→ **Aim**: Reproduce every item below with "single-line JSON object" swapped for "one-line JSON object" and nothing else changed. Omit the pictures.

→ **Task material**:
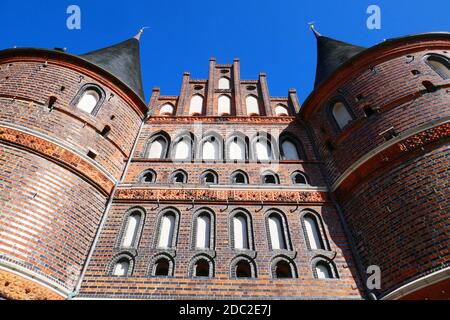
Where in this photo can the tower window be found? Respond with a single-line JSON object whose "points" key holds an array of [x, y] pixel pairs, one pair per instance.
{"points": [[440, 64]]}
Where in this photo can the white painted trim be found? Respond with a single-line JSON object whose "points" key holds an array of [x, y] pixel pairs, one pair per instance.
{"points": [[384, 146], [61, 144], [418, 284], [35, 277]]}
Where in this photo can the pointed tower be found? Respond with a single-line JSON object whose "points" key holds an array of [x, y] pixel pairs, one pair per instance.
{"points": [[122, 61], [331, 54]]}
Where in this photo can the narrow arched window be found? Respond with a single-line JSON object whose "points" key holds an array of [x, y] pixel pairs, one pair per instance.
{"points": [[313, 234], [281, 111], [166, 110], [196, 107], [299, 178], [341, 114], [183, 149], [276, 230], [88, 101], [240, 232], [210, 149], [162, 267], [224, 106], [157, 148], [121, 268], [237, 149], [203, 231], [201, 268], [252, 106], [289, 150], [263, 149], [283, 270], [243, 269], [323, 270], [132, 229], [224, 83], [167, 230], [239, 177], [440, 64]]}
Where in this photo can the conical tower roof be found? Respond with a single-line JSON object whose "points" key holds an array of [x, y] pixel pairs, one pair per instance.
{"points": [[122, 61], [331, 54]]}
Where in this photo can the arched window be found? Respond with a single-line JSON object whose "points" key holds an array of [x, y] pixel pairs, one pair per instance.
{"points": [[276, 231], [148, 176], [211, 148], [313, 234], [183, 148], [252, 106], [237, 149], [239, 177], [283, 270], [201, 268], [196, 107], [263, 148], [203, 231], [241, 230], [166, 110], [121, 268], [179, 176], [270, 178], [209, 177], [162, 267], [224, 83], [281, 111], [167, 230], [130, 237], [323, 270], [299, 178], [224, 106], [341, 114], [440, 64], [289, 150]]}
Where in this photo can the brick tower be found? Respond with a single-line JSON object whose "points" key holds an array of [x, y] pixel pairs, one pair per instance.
{"points": [[225, 192]]}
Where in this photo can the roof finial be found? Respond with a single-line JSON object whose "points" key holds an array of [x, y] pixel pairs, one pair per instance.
{"points": [[139, 34], [313, 29]]}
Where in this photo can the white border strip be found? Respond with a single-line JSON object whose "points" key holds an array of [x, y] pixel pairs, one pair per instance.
{"points": [[418, 284]]}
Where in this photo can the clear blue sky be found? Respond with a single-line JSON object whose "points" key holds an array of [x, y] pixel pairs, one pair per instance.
{"points": [[267, 35]]}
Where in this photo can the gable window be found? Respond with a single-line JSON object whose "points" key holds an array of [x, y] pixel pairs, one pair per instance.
{"points": [[440, 64], [252, 106], [224, 106], [196, 107], [341, 114]]}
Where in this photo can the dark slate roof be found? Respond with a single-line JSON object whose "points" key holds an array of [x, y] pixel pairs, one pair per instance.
{"points": [[122, 61], [331, 54]]}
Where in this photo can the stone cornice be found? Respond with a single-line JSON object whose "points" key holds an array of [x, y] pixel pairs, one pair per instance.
{"points": [[220, 196], [59, 155]]}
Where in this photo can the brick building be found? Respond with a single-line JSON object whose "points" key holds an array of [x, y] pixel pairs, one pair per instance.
{"points": [[225, 192]]}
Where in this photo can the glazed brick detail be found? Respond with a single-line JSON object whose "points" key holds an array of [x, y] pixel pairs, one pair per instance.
{"points": [[49, 216], [25, 89], [182, 286], [400, 218]]}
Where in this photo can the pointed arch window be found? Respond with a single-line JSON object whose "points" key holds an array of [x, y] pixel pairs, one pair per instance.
{"points": [[224, 83], [131, 234], [196, 106], [276, 231], [252, 106], [440, 64], [341, 114], [211, 148], [313, 235], [281, 111], [167, 230], [224, 105]]}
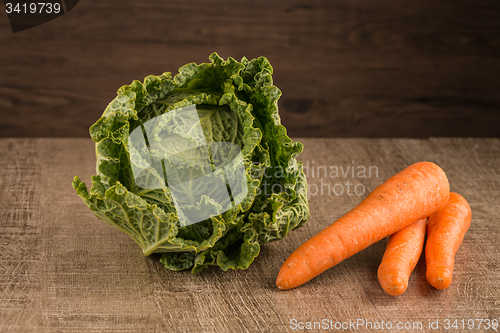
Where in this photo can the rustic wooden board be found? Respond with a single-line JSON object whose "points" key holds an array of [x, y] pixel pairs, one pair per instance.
{"points": [[346, 68], [62, 269]]}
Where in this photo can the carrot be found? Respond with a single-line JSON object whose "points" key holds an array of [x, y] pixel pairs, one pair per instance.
{"points": [[412, 194], [400, 258], [445, 232]]}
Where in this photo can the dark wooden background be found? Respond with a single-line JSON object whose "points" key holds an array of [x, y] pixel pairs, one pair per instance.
{"points": [[346, 68]]}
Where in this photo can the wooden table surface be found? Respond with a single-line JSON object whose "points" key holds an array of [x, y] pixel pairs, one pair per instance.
{"points": [[63, 270]]}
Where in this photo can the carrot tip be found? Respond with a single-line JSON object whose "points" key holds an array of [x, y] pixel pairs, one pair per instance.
{"points": [[441, 279]]}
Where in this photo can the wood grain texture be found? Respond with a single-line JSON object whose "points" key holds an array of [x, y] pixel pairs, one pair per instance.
{"points": [[62, 269], [346, 68]]}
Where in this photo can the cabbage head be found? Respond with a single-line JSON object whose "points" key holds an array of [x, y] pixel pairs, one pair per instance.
{"points": [[198, 167]]}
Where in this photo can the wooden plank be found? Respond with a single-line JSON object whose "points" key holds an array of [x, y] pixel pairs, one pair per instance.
{"points": [[346, 68], [63, 270]]}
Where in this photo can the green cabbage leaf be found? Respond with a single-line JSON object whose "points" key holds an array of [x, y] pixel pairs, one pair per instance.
{"points": [[231, 108]]}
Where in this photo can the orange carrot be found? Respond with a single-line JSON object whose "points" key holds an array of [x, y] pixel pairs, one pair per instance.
{"points": [[400, 258], [412, 194], [445, 231]]}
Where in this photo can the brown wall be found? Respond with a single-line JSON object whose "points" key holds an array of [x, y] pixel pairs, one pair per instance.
{"points": [[346, 68]]}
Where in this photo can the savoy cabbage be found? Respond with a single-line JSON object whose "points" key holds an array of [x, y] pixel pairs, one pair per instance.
{"points": [[151, 145]]}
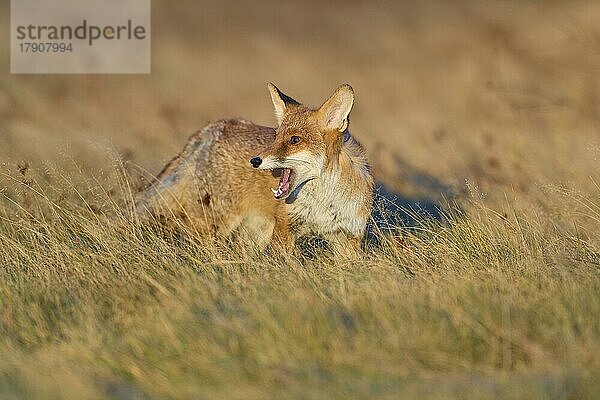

→ **The output**:
Where in this photo can the tower window be found? Respond with a one-line JSON object whose "points" key holds an array of [x, y] pixel pairs, one pair per instance.
{"points": [[440, 64]]}
Where in this photo can the white painted trim be found? Respond with a one-line JSON object whose "points" key holds an array of [x, y] pixel pairs, one pair per instance.
{"points": [[384, 146], [61, 144], [418, 284], [35, 277]]}
Where in this photo can the pointed tower be found? Respond with a one-line JSON object whose "points" key holds an array of [x, y] pixel pairs, one pair per instance.
{"points": [[122, 61], [331, 54]]}
Where in this photo can the narrow arched window be found? Respond with a one-line JSON object whose "points" key holds an array of [x, y] pixel pairs, one pair per instance.
{"points": [[313, 234], [281, 111], [166, 110], [196, 107], [299, 178], [341, 114], [183, 149], [276, 230], [88, 101], [240, 232], [210, 149], [162, 267], [224, 106], [157, 148], [121, 268], [237, 149], [203, 231], [201, 268], [252, 106], [289, 150], [263, 149], [283, 270], [243, 269], [323, 270], [132, 229], [224, 83], [167, 230], [239, 177], [440, 64]]}
Where in this photo can the conical tower roof be found? Respond with a one-line JSON object whose "points" key holds an array of [x, y] pixel pairs, one pair per instance.
{"points": [[122, 61], [331, 54]]}
Where in this photo can the arched window be found? Respond with a one-line JSON object whose "points" key holds an array of [x, y] pixel pairs, one pair per instance.
{"points": [[276, 231], [148, 176], [211, 148], [313, 234], [183, 148], [252, 106], [237, 149], [239, 177], [283, 270], [201, 268], [196, 107], [263, 148], [203, 231], [241, 230], [166, 110], [121, 268], [179, 176], [270, 178], [209, 177], [162, 267], [224, 83], [281, 111], [167, 230], [130, 237], [323, 270], [299, 178], [224, 106], [341, 114], [440, 64], [289, 150]]}
Where in this photo can the brick tower be found? Respond with a one-line JSON object whose "points" key holds an array of [x, y] pixel pairs, one pair per instance.
{"points": [[225, 192]]}
Where in this photo can the roof finial be found? Respond with a one-line JSON object whose "points" key holds an array of [x, y] pixel pairs, one pair per instance.
{"points": [[139, 34], [313, 29]]}
Where in this photo can the white border strip be found? Respond with a one-line JSON object whose "points" key holds an array of [x, y] pixel pairs, one pair per instance.
{"points": [[418, 284]]}
Where in this photo can the clear blue sky be found? Respond with a one-line JSON object whose "points" key holds an array of [x, y] pixel pairs, one pair per instance.
{"points": [[267, 35]]}
Where in this photo can the gable window be found? Respond with a one-line JSON object whose "points" key holds an array of [x, y] pixel pairs, one pair per instance.
{"points": [[440, 64], [252, 106], [224, 106], [196, 107], [341, 114]]}
Where in this photo can the dark slate roof be found? Respond with a one-line JSON object whose "points" key holds an array of [x, y] pixel pairs, one pair per instance.
{"points": [[122, 61], [331, 54]]}
Where in this photo can the stone cornice be found? Respond with a one-line JSON object whose "points" key holds an array of [x, y] pixel pairs, one pair per instance.
{"points": [[220, 196], [59, 155]]}
Where in this photo can the brick building be found? Respond with a one-line JSON object whose "points" key holds an array of [x, y] pixel pairs, one pair per instance.
{"points": [[225, 192]]}
Where in this photo can the glazed brick detail be found? Respond with a one-line JSON object whose "points" key holds an array of [x, y] pixel pairs, one pair per instance.
{"points": [[49, 216], [25, 89], [182, 286], [400, 218]]}
Where in this photo can the pointed arch window be found? Respond with a one-line JSON object whose "points" key holds an array of [x, y] pixel pairs, one pair per instance.
{"points": [[224, 83], [131, 234], [196, 106], [276, 231], [252, 106], [440, 64], [341, 114], [211, 148], [313, 235], [281, 111], [167, 230], [224, 105]]}
Where in this photo can the rustic wooden board be found? Respond with a one-line JSON object whose "points" key holds an array of [x, y] pixel pairs, one pair per instance.
{"points": [[346, 68], [62, 269]]}
Where in this photo can the carrot be found? Respond with a one-line JSON object whose "points" key holds an array of [x, y] pixel pairs, one pair per instance.
{"points": [[412, 194], [400, 258], [445, 232]]}
Where in this photo can the dark wooden background be found? Respond with a one-line JSON object whose "points" key holds an array of [x, y] pixel pairs, one pair per instance.
{"points": [[346, 68]]}
Where in this photo can the wooden table surface be found? Respond with a one-line JSON object whose "points" key holds an array of [x, y] pixel pairs, one pair per instance.
{"points": [[63, 270]]}
Where in this photo can the carrot tip be found? Respond with a one-line JSON object whose "points" key holds an array of [x, y] pixel pairs, one pair per instance.
{"points": [[441, 279]]}
Where in this photo can the wood grain texture be found? Respond with a one-line JSON object whose "points" key holds an array of [x, y] pixel pairs, one pair per instance.
{"points": [[62, 269], [346, 68]]}
Where in this photo can the cabbage head be found? Respond with a one-line JSON object whose "points" key holds an array of [x, y] pixel pairs, one pair per instance.
{"points": [[198, 167]]}
Where in this photo can the wooden plank be found? Respond with a one-line JSON object whose "points" key holds an array of [x, y] pixel pairs, one pair per instance.
{"points": [[346, 68], [63, 270]]}
Where in this photo can the green cabbage leaf be found? Respond with a one-line JSON object whose "points" key holds an array of [x, y] pixel pairs, one pair per instance.
{"points": [[231, 108]]}
Where in this photo can the orange carrot be found? Respond with a one-line JSON object whose "points" key holds an array of [x, y] pixel pairs, one pair per instance.
{"points": [[400, 258], [412, 194], [445, 231]]}
Where in this photo can the brown wall be found? Respond with a one-line JSON object whose "points" key holds an array of [x, y] pixel pairs, one pair per instance.
{"points": [[346, 68]]}
Where in this photo can the savoy cabbage be found? Respond with a one-line JSON object whose "points" key holds an array of [x, y] pixel pairs, one pair per instance.
{"points": [[151, 145]]}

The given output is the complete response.